* BEGIN Data entries *

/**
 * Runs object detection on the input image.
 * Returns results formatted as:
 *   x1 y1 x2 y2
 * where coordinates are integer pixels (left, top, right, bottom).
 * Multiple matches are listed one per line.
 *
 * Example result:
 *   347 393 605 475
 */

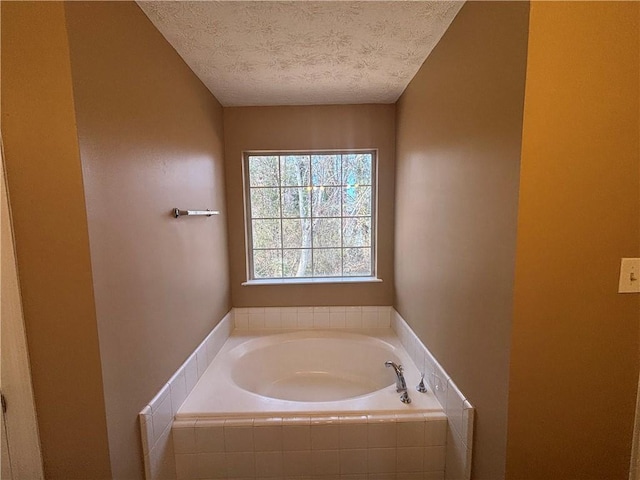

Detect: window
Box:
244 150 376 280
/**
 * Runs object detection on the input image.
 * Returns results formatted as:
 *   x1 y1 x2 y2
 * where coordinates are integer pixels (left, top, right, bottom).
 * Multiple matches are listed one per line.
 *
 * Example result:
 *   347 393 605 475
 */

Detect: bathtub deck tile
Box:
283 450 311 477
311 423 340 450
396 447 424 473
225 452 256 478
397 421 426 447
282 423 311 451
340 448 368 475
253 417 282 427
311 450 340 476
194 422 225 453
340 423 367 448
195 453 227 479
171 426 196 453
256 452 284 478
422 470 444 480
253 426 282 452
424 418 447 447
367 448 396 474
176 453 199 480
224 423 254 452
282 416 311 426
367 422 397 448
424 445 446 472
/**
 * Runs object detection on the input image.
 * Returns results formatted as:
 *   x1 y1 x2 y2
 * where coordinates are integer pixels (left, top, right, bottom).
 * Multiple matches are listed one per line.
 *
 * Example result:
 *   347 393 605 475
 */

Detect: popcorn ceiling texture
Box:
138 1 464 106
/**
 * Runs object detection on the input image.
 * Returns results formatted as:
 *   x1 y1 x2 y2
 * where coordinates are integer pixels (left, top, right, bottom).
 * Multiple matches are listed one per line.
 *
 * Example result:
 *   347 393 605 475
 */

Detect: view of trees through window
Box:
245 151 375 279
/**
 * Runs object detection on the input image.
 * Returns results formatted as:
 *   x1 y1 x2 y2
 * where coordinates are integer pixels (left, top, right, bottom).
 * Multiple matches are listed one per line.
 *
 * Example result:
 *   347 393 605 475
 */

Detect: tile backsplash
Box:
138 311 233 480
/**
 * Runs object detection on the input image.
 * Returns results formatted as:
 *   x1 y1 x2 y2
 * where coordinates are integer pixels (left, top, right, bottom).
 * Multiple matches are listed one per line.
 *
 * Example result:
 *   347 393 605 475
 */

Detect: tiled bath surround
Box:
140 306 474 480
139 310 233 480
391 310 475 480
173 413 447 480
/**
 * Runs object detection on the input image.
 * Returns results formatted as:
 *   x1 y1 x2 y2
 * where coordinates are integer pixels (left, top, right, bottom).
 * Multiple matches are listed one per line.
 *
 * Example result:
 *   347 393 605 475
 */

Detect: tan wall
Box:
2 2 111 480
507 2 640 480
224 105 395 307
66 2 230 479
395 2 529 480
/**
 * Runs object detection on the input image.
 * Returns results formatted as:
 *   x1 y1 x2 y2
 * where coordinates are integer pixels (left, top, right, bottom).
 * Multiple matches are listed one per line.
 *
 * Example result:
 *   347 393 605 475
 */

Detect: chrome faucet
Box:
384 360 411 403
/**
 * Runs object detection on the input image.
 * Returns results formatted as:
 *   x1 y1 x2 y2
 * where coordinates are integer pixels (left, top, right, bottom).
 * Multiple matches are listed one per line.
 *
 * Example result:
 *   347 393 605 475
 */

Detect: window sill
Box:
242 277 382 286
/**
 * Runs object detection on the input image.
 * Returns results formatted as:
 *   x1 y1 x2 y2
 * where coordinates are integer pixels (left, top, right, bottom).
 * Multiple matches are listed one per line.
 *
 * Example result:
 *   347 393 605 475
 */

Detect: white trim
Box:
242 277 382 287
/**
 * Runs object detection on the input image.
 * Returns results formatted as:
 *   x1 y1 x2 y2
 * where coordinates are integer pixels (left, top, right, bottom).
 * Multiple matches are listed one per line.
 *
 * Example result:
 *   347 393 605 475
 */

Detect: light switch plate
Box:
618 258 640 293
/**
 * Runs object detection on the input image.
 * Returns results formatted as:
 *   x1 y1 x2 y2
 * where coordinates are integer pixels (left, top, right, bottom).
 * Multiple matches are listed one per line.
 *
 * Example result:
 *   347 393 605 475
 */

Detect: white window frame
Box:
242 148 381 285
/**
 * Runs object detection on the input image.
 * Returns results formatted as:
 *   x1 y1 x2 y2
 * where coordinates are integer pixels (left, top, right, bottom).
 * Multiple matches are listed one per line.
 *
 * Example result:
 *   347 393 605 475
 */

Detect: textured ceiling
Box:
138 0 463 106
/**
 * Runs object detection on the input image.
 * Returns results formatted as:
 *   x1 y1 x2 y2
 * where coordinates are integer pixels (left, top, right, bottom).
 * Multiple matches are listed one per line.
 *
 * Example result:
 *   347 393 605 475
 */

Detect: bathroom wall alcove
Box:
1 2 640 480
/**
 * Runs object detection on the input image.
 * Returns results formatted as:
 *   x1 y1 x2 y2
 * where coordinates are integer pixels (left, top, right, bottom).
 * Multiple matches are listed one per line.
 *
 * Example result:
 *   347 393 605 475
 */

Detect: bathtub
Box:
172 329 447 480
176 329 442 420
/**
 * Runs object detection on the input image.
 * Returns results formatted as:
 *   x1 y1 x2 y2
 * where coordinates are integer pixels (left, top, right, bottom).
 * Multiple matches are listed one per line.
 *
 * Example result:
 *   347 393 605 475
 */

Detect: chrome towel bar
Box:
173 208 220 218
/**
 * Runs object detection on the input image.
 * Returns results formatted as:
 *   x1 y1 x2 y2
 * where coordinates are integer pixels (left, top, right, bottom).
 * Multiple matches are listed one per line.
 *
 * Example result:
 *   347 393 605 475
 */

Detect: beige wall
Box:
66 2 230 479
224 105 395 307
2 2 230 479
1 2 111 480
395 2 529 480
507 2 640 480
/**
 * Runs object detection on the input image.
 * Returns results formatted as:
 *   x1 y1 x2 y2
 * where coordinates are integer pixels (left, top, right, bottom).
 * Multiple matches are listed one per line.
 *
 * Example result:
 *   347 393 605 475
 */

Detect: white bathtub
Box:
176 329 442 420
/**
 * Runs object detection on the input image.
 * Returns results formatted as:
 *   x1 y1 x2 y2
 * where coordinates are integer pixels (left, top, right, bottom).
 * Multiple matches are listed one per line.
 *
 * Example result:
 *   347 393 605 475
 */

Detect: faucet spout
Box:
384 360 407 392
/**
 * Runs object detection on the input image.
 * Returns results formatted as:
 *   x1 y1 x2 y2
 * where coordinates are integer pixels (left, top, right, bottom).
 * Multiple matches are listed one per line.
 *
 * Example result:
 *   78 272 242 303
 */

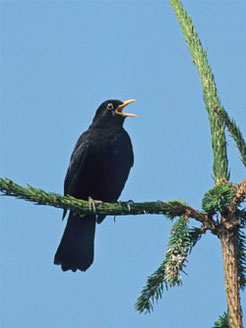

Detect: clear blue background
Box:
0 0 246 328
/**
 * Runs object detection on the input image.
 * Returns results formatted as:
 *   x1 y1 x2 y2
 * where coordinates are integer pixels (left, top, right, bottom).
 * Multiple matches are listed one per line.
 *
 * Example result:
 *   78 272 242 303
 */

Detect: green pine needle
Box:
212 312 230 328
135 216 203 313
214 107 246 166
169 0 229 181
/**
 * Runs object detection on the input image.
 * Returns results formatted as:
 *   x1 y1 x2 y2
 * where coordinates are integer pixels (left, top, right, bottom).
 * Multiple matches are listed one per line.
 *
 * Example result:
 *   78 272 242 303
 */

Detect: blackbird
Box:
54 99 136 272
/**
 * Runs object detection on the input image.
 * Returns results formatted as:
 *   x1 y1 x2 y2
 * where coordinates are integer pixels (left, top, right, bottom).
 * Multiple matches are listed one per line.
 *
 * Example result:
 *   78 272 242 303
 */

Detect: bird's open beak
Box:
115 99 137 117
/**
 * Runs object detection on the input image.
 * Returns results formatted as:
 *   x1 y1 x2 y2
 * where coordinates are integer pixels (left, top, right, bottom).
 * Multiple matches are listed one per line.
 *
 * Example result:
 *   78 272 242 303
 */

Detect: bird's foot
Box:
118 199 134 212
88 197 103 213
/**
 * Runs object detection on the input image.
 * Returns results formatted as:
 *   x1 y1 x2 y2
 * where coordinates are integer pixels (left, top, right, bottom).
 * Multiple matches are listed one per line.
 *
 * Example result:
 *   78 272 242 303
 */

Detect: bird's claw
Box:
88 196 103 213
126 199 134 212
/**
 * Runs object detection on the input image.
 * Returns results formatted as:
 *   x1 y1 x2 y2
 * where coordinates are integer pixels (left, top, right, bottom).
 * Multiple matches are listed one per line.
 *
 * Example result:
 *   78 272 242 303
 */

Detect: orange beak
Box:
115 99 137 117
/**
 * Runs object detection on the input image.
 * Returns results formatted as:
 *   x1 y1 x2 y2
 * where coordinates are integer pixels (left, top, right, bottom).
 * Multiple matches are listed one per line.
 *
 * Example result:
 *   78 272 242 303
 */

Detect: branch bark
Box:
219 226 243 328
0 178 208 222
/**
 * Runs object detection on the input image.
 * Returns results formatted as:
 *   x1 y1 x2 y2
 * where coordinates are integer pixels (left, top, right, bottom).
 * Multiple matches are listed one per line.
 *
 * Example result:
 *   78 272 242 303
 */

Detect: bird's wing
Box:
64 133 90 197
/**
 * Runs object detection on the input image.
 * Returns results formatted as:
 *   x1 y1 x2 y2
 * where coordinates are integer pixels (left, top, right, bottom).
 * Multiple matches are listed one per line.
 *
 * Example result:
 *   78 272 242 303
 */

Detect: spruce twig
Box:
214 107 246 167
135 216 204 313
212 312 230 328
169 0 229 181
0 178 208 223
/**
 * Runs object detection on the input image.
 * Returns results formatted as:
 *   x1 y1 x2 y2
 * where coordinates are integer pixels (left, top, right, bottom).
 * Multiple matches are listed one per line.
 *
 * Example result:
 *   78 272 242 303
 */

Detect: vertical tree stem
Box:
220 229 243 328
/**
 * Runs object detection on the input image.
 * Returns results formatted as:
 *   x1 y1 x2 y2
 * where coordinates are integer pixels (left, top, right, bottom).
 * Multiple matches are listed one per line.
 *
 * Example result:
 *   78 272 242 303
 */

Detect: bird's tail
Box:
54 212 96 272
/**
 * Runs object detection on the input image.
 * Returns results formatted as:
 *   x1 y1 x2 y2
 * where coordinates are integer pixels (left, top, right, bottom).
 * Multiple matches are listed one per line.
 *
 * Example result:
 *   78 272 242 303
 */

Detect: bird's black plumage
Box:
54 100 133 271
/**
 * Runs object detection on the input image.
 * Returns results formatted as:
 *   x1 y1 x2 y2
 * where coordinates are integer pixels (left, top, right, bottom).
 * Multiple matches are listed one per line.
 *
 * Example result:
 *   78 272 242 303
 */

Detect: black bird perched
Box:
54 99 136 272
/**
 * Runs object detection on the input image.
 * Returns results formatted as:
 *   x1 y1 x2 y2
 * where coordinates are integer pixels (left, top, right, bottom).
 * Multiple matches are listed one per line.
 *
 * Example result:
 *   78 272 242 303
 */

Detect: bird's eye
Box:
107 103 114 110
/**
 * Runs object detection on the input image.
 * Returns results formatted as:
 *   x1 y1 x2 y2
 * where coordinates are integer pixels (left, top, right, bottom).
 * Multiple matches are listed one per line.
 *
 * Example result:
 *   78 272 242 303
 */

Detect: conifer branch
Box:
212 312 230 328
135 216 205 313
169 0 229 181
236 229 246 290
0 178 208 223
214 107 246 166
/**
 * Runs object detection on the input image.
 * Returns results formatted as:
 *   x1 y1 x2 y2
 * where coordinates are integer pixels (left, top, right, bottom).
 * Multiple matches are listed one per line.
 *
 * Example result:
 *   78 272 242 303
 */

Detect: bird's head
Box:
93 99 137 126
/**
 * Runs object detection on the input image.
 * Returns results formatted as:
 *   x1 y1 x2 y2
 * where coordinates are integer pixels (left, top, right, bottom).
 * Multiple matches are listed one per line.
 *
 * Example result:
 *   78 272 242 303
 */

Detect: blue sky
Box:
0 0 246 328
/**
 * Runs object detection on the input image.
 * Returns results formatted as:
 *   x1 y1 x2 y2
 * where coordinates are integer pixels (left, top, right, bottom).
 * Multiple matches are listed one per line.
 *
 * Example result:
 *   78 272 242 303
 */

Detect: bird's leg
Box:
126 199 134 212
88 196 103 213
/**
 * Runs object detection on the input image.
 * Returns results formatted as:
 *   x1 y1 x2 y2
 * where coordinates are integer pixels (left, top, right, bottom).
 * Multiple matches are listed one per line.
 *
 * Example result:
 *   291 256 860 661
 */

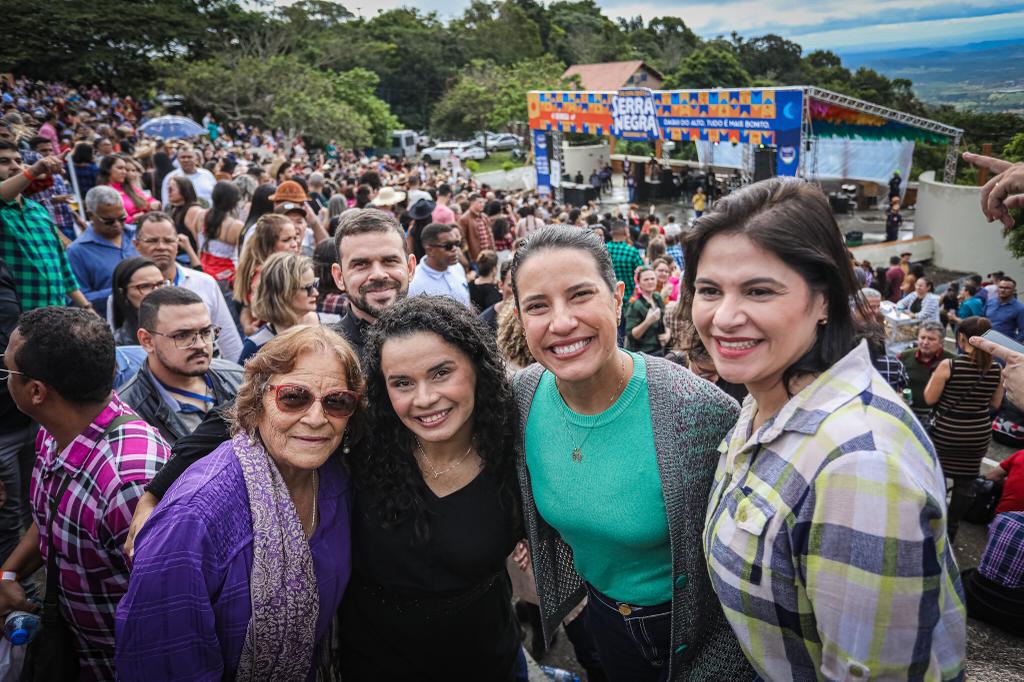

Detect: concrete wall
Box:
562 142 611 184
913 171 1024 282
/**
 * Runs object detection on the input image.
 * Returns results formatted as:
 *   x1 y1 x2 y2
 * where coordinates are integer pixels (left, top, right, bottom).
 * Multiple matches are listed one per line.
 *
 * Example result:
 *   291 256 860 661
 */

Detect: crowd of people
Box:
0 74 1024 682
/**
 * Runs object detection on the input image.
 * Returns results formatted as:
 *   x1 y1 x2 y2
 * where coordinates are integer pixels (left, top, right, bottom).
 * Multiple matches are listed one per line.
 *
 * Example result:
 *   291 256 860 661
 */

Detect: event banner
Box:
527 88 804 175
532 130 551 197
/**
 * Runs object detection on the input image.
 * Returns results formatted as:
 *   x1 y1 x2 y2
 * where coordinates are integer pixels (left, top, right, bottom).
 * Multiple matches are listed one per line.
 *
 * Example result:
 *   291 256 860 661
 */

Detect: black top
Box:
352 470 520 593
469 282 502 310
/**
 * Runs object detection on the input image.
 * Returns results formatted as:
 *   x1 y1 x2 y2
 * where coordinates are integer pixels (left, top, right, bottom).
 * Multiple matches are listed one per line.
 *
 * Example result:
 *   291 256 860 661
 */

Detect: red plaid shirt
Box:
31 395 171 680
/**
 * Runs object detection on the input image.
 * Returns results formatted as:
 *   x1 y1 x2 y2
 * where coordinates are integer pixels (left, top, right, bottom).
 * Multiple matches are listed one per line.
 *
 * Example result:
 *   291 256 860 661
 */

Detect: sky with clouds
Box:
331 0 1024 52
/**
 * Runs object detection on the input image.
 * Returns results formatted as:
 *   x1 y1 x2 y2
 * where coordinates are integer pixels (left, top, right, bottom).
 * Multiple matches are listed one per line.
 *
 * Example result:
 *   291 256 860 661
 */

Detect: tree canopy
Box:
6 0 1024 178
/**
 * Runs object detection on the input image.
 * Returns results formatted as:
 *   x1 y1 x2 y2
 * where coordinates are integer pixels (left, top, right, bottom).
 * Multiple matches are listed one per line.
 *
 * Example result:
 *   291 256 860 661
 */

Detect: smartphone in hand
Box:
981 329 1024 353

* END Data entries *

Task details: Return the lines above word for word, from the very first one through the line containing "173 413 447 480", with both ends included. Leave the pictures out of your answer.

Task output:
/**
 * Runs object detection on the input image.
 * Returns results formatted as:
 *   x1 y1 x2 y2
 * where coordinates are integer pixels (left, top, right, bottom).
 * Multiple matches are listed one per line.
 *
 * Example result:
 *   347 393 605 475
 */


Detect: window
Box:
244 150 376 280
/**
 * Runs object detection on the input image.
 * Returns results formatted as:
 *   x1 y1 x2 y2
 * where coordinates are integer pixels (left, top, right, bottom).
 * Multiple matches are listed one per line.
 *
 * Example result:
 *   347 393 605 475
 */

Detect: bathtub deck tile
Box:
283 450 311 477
311 423 340 450
396 447 424 473
225 452 256 478
397 421 426 447
282 423 311 451
340 448 368 475
253 417 282 427
311 450 340 476
194 422 225 453
340 423 367 448
195 453 227 479
171 426 196 453
256 452 284 478
422 470 444 480
253 426 282 452
424 418 447 447
367 448 396 474
176 453 199 480
224 423 254 452
282 416 311 426
367 422 397 448
424 445 446 472
/**
 * Runs object detection on the input image.
 * Returns results formatted as:
 *   x1 y1 x2 y2
 * where coordinates are integer pixels (left, top, right, bottom).
 * Multiple matches are listed one per line.
 *
 * Example result:
 *   347 393 605 475
 */

Detect: popcorn ceiling texture
Box:
138 1 464 106
/**
 * Runs object detection on the input image.
 * Returns results formatted as:
 *   x1 y1 x2 y2
 * where coordinates are integer pixels (left, top, right, bottom).
 * Multiple matches are listed one per line.
 *
 * Example result:
 *   347 393 605 475
 */

Detect: view of trees through window
Box:
245 151 375 279
/**
 * Runs object detection on the input image.
 * Returns results formatted as:
 *   x1 y1 x2 y2
 * where coordinates are integer pixels (left, top, right, bottom).
 * Multiple matches are listed one per line.
 *
 * Example result:
 *   347 393 605 475
 */

Detect: tile backsplash
Box:
138 311 233 480
/**
 * Runs object detection on the input image.
 * Returns results formatted as:
 *   x1 y1 x2 y2
 * where coordinates are integer pixels (left, top, right, bottom).
 * Multiple matches are listed one per line.
 *
 * Example result:
 *   347 393 605 475
 */

Detect: tiled bath surround
Box:
140 306 474 480
139 310 233 480
391 310 475 480
173 413 447 480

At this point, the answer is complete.